▶ [Action item] Take the records below and write them out again exactly.

** Data records follows **

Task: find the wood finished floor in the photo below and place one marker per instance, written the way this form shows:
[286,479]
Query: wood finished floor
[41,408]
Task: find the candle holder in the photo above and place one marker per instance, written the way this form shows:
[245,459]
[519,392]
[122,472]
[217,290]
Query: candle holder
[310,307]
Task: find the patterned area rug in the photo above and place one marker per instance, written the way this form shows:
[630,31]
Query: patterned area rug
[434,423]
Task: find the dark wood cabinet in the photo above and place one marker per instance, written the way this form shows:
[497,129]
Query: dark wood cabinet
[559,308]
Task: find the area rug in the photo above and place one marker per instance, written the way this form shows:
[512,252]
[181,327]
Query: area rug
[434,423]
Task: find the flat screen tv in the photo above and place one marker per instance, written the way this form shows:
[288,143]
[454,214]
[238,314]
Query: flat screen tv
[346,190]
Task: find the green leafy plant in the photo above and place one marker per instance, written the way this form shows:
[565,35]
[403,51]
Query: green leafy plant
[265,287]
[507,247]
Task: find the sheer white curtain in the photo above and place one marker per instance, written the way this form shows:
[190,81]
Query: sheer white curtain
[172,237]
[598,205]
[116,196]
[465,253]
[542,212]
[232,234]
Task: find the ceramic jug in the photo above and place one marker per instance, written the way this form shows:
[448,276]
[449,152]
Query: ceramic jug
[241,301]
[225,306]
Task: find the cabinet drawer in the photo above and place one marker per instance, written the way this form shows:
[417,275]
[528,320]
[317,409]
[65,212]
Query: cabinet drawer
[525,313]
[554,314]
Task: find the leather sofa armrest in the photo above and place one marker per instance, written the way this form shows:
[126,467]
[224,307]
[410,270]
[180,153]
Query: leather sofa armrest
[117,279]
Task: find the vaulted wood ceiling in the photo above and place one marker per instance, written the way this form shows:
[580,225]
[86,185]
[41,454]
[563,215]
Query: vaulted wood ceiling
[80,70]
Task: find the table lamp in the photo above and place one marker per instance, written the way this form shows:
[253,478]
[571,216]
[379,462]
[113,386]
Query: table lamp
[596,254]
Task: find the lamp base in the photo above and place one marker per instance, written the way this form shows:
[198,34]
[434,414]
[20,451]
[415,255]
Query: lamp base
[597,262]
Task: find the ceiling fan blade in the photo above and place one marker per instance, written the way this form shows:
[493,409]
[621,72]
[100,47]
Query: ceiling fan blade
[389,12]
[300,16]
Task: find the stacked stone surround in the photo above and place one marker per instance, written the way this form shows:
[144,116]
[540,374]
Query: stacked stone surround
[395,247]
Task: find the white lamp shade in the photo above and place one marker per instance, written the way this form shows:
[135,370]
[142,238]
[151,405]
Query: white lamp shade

** End of Data records **

▶ [Your response]
Task: find the wood finished floor in the photo below and place one marker per instance, written the way this form shows:
[286,479]
Query: wood finished floor
[41,408]
Task: find the candle holder in the photo above and place one marker per instance, written the way this form shows:
[245,459]
[519,392]
[122,472]
[217,290]
Query: candle holder
[310,307]
Task: find the patterned area rug in the photo above and place one marker per instance, written the way this form shows:
[630,31]
Query: patterned area rug
[434,423]
Task: find the dark wood cabinet in the photo above and place one marker per instance, written the way this form shows:
[497,129]
Query: dark wood cabinet
[559,308]
Task: find the area rug in the photo above and place one marker per instance, written the way this form shows:
[512,252]
[181,327]
Query: area rug
[434,423]
Task: find the flat screen tv in the photo above and place one marker per instance, written the way this form shows:
[288,143]
[454,214]
[238,314]
Query: flat screen tv
[346,190]
Task: find the green leafy plant in the photo above and place one marker per instance, written the way this form shows:
[565,35]
[403,51]
Query: green leafy plant
[265,287]
[507,247]
Task: find the sheer white curtain in the photo above and place one marker per instance, written the way this form shows:
[190,81]
Query: sheer white curtain
[172,237]
[598,205]
[116,196]
[465,253]
[542,212]
[232,234]
Task: find the ceramic jug in the photo above and place one marker per instance, written the way this form shows:
[448,276]
[449,152]
Query: ceramic jug
[241,301]
[225,306]
Task: find the cabinet drawer in the photo above and place one marker per instance, written the way this form shows:
[417,275]
[528,320]
[317,409]
[65,212]
Query: cabinet drawer
[525,313]
[554,314]
Task: find the leather sofa armrest in the photo above and place one marker per instance, written the way this form shows:
[126,467]
[224,307]
[410,270]
[180,153]
Query: leather sofa armrest
[117,279]
Task: find the vaulted wood ceiling in the photo above and place one marker per instance, written the way this form shows:
[580,225]
[86,185]
[41,454]
[563,215]
Query: vaulted wood ceiling
[80,70]
Task: find the table lamp in the photo above and place one marker per instance, written the way this form shows:
[253,478]
[571,216]
[379,462]
[113,386]
Query: table lamp
[596,254]
Task: find the lamp base in the photo above and place one marker per instance, written the way this form shows:
[198,34]
[434,414]
[20,451]
[415,255]
Query: lamp base
[597,262]
Task: find the ceiling fan blade in the photo above and place one marker per instance, written the way this form shows:
[493,409]
[621,72]
[100,47]
Query: ceiling fan blade
[389,12]
[300,16]
Task: find the stacked stone surround in the photo above and place one marker per instance, written the way this form shows:
[144,116]
[540,374]
Query: stacked stone surround
[395,247]
Task: find the white lamp shade in the photo above and place one marker per instance, written the way this form shows:
[135,370]
[142,238]
[151,405]
Query: white lamp shade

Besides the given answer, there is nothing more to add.